Directions for this task :: All of the data must be printed exactly; please include every line.

Data rows ::
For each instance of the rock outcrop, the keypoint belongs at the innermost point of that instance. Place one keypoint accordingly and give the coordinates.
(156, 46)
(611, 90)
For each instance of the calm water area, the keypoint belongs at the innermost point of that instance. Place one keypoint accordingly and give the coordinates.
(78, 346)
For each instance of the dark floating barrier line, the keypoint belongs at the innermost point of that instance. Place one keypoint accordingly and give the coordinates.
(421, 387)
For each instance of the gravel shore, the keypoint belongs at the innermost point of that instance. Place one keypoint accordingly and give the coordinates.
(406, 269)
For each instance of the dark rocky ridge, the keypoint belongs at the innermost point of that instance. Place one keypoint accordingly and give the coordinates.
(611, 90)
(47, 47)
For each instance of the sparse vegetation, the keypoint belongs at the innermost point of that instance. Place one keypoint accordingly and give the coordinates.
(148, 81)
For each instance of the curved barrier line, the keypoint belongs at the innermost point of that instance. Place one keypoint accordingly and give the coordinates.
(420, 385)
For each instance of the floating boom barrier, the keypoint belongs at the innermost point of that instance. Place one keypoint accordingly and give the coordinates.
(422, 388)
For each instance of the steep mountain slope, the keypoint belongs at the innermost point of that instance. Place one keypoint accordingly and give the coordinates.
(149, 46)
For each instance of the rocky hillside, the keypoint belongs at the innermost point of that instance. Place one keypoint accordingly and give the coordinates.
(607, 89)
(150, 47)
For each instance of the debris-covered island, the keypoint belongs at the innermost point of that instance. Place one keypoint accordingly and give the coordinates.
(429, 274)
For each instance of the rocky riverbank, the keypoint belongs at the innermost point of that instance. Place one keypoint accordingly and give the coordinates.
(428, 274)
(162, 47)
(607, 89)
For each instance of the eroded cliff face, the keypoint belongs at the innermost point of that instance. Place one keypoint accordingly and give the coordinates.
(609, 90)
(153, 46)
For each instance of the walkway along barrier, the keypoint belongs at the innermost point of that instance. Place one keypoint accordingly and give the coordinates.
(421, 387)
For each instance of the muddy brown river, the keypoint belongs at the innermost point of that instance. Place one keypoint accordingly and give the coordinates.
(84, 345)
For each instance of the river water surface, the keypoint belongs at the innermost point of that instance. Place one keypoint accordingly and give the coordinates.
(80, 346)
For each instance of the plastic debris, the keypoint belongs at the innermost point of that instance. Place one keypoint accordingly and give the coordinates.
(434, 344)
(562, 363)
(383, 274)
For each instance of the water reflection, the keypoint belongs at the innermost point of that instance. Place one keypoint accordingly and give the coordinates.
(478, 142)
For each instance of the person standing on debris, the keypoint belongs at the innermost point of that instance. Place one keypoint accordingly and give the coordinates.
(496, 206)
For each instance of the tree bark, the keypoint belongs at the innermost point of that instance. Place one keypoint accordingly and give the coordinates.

Written solution ::
For each instance of the rock outcrop, the keypoint belongs at the innermost point of that instance. Place one keypoint accordingly and give the coordinates.
(156, 46)
(611, 90)
For each instance of the calm water area, the keypoint belongs at the innermost point of that instance. Place one keypoint accordingly and give the coordinates.
(78, 346)
For each instance of the dark floating barrier line, the keypoint belongs at the innermost point of that instance. Place one keypoint accordingly and give the coordinates.
(421, 387)
For each instance of the gravel shore, the keypoint belongs at the innermost point of that instance. Place one keypoint accordingly and give the coordinates.
(406, 269)
For each instance of the dark rocky ridge, the keypoint belongs at the innermost point of that instance. Place one keypoint accordingly and give the coordinates.
(611, 90)
(47, 47)
For each instance of the sparse vegetation, the keypoint belongs at the innermost point of that instance. Place one keypoint accordingly and give the coordinates.
(148, 81)
For each instance of the curved barrier line, the keypoint belongs at the innermost point of that instance. Place one keypoint accordingly and give the coordinates.
(420, 385)
For each instance of the floating boom barrier, the keypoint belongs at the innermost point of that instance. Place one keypoint accordingly and give the coordinates.
(422, 388)
For each instance of the steep mountain slope, the keypoint belongs at the innermost point of that instance. Place one keypoint accordingly and give the coordinates.
(149, 46)
For each instance of the rocky hillside, the keypoint belongs at the innermost point of that instance. Place one keypoint accordingly and give the coordinates.
(607, 89)
(150, 47)
For each instance of the debris-covered island, the keypoint belongs at the innermost point of that instance. Place one keypoint accordingly and give the coordinates.
(429, 274)
For each instance of the rocky riverbank, the keypoint belongs at the innermost point of that instance. Place one keypoint accordingly and give the coordinates.
(428, 274)
(162, 47)
(607, 89)
For each instance of the eroded cliff face, the keypoint belongs at the innermost point of that instance. Place one keypoint accordingly and give the coordinates.
(609, 90)
(153, 46)
For each instance of the walkway along barrier, the keypoint belongs at the innermost point of that instance. Place one keypoint accordingly and give the coordinates.
(421, 387)
For each instance of the muddy brown river, the keypoint belongs at the innermost point of that instance. Place one keypoint accordingly and give the coordinates.
(84, 345)
For each instance of the river water surface, the keypoint belongs at the innermost point of that instance. Place one keypoint accordingly and give the coordinates.
(80, 346)
For each instance of the plastic debris, the keypoint belongs at the innermost point of that instance. Place one keypoint accordingly and give the coordinates.
(434, 344)
(562, 363)
(383, 274)
For each instance of the water reflection, the keypoint belongs at the innermost point of that instance. Place one keypoint accordingly and give the coordinates.
(478, 142)
For each instance of the person standing on debris, the keypoint belongs at the innermost point of that instance. Place one keypoint accordingly and give the coordinates.
(496, 206)
For each instance of the tree bark, the keypoint belongs at the innermost point of that instance. Place one keypoint accordingly and give the coordinates.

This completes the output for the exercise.